* _Available data_
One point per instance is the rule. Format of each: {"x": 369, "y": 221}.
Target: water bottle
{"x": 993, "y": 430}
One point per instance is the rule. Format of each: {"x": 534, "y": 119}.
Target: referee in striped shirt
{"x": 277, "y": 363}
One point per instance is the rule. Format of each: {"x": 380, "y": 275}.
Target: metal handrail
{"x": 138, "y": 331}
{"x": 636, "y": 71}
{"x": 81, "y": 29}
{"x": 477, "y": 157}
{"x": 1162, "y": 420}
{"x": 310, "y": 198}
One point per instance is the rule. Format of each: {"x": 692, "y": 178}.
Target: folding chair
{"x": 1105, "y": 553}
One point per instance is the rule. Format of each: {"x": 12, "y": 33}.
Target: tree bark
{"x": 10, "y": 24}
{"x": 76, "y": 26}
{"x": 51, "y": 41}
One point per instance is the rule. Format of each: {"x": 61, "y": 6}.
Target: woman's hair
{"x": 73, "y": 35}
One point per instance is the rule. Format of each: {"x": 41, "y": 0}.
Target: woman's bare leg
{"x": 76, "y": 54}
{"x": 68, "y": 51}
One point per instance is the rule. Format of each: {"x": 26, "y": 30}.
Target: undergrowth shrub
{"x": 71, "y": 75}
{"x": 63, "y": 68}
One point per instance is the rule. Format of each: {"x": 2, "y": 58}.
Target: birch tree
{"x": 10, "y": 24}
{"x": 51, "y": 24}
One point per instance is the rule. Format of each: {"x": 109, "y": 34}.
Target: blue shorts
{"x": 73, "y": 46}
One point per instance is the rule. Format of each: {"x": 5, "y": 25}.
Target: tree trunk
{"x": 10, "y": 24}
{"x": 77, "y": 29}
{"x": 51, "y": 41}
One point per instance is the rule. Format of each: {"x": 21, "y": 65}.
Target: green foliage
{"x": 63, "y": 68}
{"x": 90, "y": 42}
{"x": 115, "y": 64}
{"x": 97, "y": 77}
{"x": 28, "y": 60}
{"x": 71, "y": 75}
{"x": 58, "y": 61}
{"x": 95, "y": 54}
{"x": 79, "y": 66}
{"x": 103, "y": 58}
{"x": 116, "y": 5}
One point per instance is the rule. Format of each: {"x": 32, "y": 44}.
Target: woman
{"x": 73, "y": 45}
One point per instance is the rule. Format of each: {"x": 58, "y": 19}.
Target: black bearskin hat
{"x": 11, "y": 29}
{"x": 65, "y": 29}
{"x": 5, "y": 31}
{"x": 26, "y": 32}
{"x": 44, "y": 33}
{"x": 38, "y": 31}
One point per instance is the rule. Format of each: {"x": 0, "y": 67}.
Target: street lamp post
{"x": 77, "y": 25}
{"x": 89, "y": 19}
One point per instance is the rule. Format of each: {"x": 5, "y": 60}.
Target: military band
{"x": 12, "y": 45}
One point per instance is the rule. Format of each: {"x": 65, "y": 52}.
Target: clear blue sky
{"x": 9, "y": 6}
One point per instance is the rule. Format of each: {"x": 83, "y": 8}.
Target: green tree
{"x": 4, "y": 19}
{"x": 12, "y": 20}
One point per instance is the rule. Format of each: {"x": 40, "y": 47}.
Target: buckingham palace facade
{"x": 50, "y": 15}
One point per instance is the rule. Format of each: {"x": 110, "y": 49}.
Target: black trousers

* _Task item_
Every record above is to be transcribed exactly as written.

* _Answer space_
One point per instance is the rule. Format of each: {"x": 369, "y": 221}.
Target: water bottle
{"x": 993, "y": 430}
One point per instance is the rule. Format of each: {"x": 534, "y": 119}.
Target: referee in striped shirt
{"x": 277, "y": 363}
One point per instance is the rule. Format of each: {"x": 380, "y": 275}.
Target: metal handrail
{"x": 138, "y": 331}
{"x": 636, "y": 71}
{"x": 81, "y": 29}
{"x": 477, "y": 157}
{"x": 1162, "y": 420}
{"x": 310, "y": 198}
One point per instance is the rule. Format of each: {"x": 692, "y": 178}.
Target: folding chair
{"x": 1105, "y": 553}
One point per instance is the rule. Format of each: {"x": 12, "y": 33}.
Target: tree bark
{"x": 10, "y": 24}
{"x": 76, "y": 26}
{"x": 51, "y": 41}
One point per instance is the rule. Format of each: {"x": 61, "y": 6}.
Target: woman's hair
{"x": 73, "y": 35}
One point per instance is the rule. Format of each: {"x": 41, "y": 0}.
Target: woman's bare leg
{"x": 76, "y": 54}
{"x": 68, "y": 51}
One point per instance is the rule. Format of each: {"x": 26, "y": 30}.
Target: undergrowth shrub
{"x": 71, "y": 75}
{"x": 63, "y": 68}
One point per instance is the rule. Format of each: {"x": 2, "y": 58}.
Target: birch tree
{"x": 10, "y": 24}
{"x": 51, "y": 24}
One point per instance is the rule. Format of each: {"x": 109, "y": 34}.
Target: blue shorts
{"x": 73, "y": 46}
One point per instance is the rule. Format of each: {"x": 5, "y": 25}.
Target: tree trunk
{"x": 10, "y": 24}
{"x": 77, "y": 29}
{"x": 51, "y": 41}
One point per instance is the rule. Format of each: {"x": 21, "y": 65}.
Target: green foliage
{"x": 63, "y": 68}
{"x": 90, "y": 42}
{"x": 115, "y": 64}
{"x": 97, "y": 77}
{"x": 28, "y": 60}
{"x": 71, "y": 75}
{"x": 58, "y": 61}
{"x": 95, "y": 54}
{"x": 79, "y": 66}
{"x": 103, "y": 58}
{"x": 116, "y": 5}
One point per instance is the rule. Format of each: {"x": 32, "y": 44}.
Target: woman
{"x": 73, "y": 45}
One point per instance is the rule. Format of each: {"x": 58, "y": 19}.
Target: black bearskin hat
{"x": 11, "y": 29}
{"x": 65, "y": 29}
{"x": 5, "y": 31}
{"x": 26, "y": 32}
{"x": 44, "y": 33}
{"x": 38, "y": 31}
One point per instance is the rule. Format of each: {"x": 0, "y": 67}.
Target: street lamp post
{"x": 77, "y": 25}
{"x": 89, "y": 19}
One point per instance is the rule. Format of each: {"x": 5, "y": 60}.
Target: military band
{"x": 12, "y": 45}
One point per instance is the rule. Format of each: {"x": 65, "y": 52}.
Target: clear blue sky
{"x": 9, "y": 6}
One point per instance is the rule. Format of each: {"x": 83, "y": 8}.
Target: green tree
{"x": 4, "y": 19}
{"x": 12, "y": 20}
One point per instance is the rule. Format of each: {"x": 40, "y": 47}.
Target: buckingham palace facade
{"x": 50, "y": 15}
One point per instance is the rule. Format of each: {"x": 110, "y": 49}.
Target: black trousers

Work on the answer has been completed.